** TO DO **
Every entry needs to be reproduced exactly.

** RECORDS TO USE **
%%
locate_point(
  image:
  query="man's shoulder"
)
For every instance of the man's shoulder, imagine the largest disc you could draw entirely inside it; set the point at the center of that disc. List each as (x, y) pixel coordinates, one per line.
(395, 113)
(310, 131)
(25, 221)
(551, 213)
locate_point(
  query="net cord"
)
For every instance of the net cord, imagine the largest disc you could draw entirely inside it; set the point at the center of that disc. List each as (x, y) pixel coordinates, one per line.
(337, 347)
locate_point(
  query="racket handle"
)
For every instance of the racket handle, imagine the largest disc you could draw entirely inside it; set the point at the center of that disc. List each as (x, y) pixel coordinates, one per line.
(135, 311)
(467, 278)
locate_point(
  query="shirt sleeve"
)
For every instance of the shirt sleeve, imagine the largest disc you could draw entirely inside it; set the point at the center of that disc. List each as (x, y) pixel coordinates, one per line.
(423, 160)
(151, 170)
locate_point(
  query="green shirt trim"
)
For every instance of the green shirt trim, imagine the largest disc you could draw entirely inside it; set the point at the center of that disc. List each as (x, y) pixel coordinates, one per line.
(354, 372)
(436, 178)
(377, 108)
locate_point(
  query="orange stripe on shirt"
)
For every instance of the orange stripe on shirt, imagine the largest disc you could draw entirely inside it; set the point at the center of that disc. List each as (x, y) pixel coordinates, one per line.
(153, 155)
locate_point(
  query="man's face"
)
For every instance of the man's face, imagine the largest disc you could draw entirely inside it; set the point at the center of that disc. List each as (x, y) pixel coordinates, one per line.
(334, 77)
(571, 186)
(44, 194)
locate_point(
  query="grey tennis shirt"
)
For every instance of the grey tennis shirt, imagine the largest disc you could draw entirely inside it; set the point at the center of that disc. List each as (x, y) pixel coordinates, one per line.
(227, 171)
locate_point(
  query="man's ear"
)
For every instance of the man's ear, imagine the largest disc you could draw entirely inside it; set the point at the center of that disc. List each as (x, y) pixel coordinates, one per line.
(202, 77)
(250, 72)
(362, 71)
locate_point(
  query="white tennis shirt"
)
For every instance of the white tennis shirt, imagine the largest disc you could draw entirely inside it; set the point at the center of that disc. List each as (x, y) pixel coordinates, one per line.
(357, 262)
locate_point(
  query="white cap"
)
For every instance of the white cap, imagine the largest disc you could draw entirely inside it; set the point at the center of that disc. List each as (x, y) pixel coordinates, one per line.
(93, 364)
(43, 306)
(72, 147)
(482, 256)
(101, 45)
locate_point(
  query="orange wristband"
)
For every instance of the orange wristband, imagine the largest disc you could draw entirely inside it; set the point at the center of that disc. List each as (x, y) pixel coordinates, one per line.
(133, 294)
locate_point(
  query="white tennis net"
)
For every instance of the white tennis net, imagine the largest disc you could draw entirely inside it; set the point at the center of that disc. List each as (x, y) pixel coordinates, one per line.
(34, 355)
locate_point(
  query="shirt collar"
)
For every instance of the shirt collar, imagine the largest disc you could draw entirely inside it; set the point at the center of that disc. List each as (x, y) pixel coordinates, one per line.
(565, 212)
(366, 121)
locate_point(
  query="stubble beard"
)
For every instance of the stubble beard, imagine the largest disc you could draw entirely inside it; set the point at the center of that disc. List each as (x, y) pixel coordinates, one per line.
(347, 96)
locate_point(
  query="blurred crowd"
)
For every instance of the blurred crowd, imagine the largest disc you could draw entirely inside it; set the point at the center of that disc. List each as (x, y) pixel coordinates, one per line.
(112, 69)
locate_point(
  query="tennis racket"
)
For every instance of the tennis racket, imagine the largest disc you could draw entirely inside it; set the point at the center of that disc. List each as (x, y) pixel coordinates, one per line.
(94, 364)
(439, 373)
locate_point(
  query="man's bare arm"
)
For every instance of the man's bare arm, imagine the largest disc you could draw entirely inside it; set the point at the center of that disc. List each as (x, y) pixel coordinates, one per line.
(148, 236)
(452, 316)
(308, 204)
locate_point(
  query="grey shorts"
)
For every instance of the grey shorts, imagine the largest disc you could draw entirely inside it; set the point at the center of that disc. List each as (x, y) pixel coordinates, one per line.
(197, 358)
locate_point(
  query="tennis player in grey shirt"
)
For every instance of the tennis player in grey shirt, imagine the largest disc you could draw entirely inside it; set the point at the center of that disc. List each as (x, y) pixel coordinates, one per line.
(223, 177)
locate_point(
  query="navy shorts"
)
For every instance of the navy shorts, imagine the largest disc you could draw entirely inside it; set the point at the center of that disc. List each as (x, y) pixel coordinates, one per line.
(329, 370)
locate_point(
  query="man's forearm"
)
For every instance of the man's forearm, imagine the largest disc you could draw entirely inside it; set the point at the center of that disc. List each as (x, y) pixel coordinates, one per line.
%%
** FINISHED EXERCISE **
locate_point(
  image:
  query="man's shoulder"
)
For every instance of the man's shoulder, imagine the largest disc you could draw entirely inside it; set the point at the center of that disc. List each as (x, y) pixel coordinates, one per line.
(395, 113)
(310, 131)
(25, 221)
(551, 213)
locate_point(
  query="net cord"
)
For every instance of the net cord, imagine the largest disc you could draw entirely inside it; set the point at the center of that disc. List each as (x, y) pixel coordinates, one per line.
(337, 347)
locate_point(
  query="racket handle"
)
For every instance of the racket handle, imagine the largest disc you could draw entirely inside it; set the point at the center of that disc. List each as (x, y) pixel coordinates, one per line.
(135, 311)
(467, 278)
locate_point(
  query="shirt sleeve"
)
For every instance of the shirt sleeve, imagine the largest disc you could draw entirely inside it; set the point at the center of that disc. List each as (x, y) pixel coordinates, one per line.
(423, 160)
(151, 170)
locate_point(
  query="green shirt trim"
)
For every instance of the green shirt trim, imagine the largest disc you could draw entirely inside it; set the point at the center of that disc. List each as (x, y) pixel coordinates, one per line.
(354, 372)
(436, 178)
(377, 108)
locate_point(
  query="orange stripe on shirt"
)
For every instance of the orange stripe on shirt, imagine the largest disc you could draw entirely inside it; set the point at the center of that disc. List each as (x, y) pixel coordinates, one per line.
(153, 155)
locate_point(
  query="man's face"
)
For every instance of the man's face, imagine the largest disc you could draw entirely inside it; set the point at the center of that disc. List each as (x, y) pixel coordinates, one per line.
(334, 77)
(571, 186)
(44, 194)
locate_point(
  query="grey tennis shirt"
)
For every instance of the grey tennis shirt, imagine the largest disc you could draw entirely inside it; set the point at the center of that disc. List each as (x, y) pixel coordinates, one per line.
(227, 171)
locate_point(
  query="man's ear"
)
For every instance of the man's ear, imagine the largest disc you could draw entirely inside it; set the point at the center of that disc. List each as (x, y) pixel coordinates, one per line.
(202, 77)
(250, 72)
(362, 71)
locate_point(
  query="white tennis shirt"
)
For every instance of the white tennis shirt, imagine the largest disc you could draw entirely inside it; set the point at the center of that disc. List each as (x, y) pixel coordinates, one per line.
(357, 262)
locate_point(
  query="white cap"
)
For every instance of the white cap, imagine the largest disc you could draw entirely inside it; set the point at the center of that disc. List each as (x, y) pixel coordinates, one per line.
(93, 364)
(43, 306)
(72, 147)
(482, 256)
(101, 45)
locate_point(
  query="orange wristband"
)
For every instance of the orange wristband, imagine the largest disc you could draw entirely inside it; set the point at the center of that disc. List each as (x, y) pixel coordinates, one per line.
(133, 294)
locate_point(
  query="white tennis net"
)
For every instance of the white tennis net, imagine the largest disc you could draw entirely inside it; set the point at the center of that disc. List each as (x, y) pixel coordinates, one per line.
(34, 355)
locate_point(
  query="shirt collar"
)
For every instance of the shirt collar, imagine the largest disc you could draw entirely inside it; set the point at the center of that disc. List each as (x, y) pixel coordinates, one per line.
(565, 212)
(366, 121)
locate_point(
  query="stubble beard"
)
For every instance of the stubble beard, imagine the largest disc you could draw entirely inside it; set the point at the center of that disc. List each as (x, y) pixel coordinates, one per line.
(347, 96)
locate_point(
  query="blurred crowd"
)
For every instance of the blurred crowd, imagine the largest disc you could draw entirely inside it; set the point at the center of that disc. List each as (x, y) pixel coordinates, one per line.
(112, 69)
locate_point(
  query="tennis racket"
)
For every instance of the tennis racket, imagine the largest disc you could draw entirely inside it; set the point at the center of that disc. List each as (x, y) pixel coordinates, one per line.
(94, 364)
(439, 373)
locate_point(
  query="man's bare arm"
)
For every instance of the man's bare arm, imagine the largest disc you could draw entirely inside it; set the point at the center of that disc. List each as (x, y) pixel coordinates, one per line.
(148, 236)
(452, 316)
(308, 204)
locate_point(
  query="grey shorts"
)
For every instance of the grey shorts, imagine the largest disc you could draw entirely inside it; set the point at the center of that disc. List each as (x, y) pixel coordinates, one per line.
(197, 358)
locate_point(
  query="tennis player in grey shirt"
)
For every instance of the tennis player in grey shirt, imagine the largest disc you could draw entirely inside it; set the point at the center of that disc. List each as (x, y) pixel coordinates, one per line.
(223, 177)
locate_point(
  query="navy shorts"
)
For every instance of the navy shorts, imagine the largest disc you could draw entirely inside it; set the point at the center of that disc. List each as (x, y) pixel coordinates, one per line.
(329, 370)
locate_point(
  query="man's forearm"
)
For every instance of the man's forearm, imagine the largest disc you could draw entirely inside it; set the point at the center of that disc. List each as (x, y) pixel coordinates, one per line.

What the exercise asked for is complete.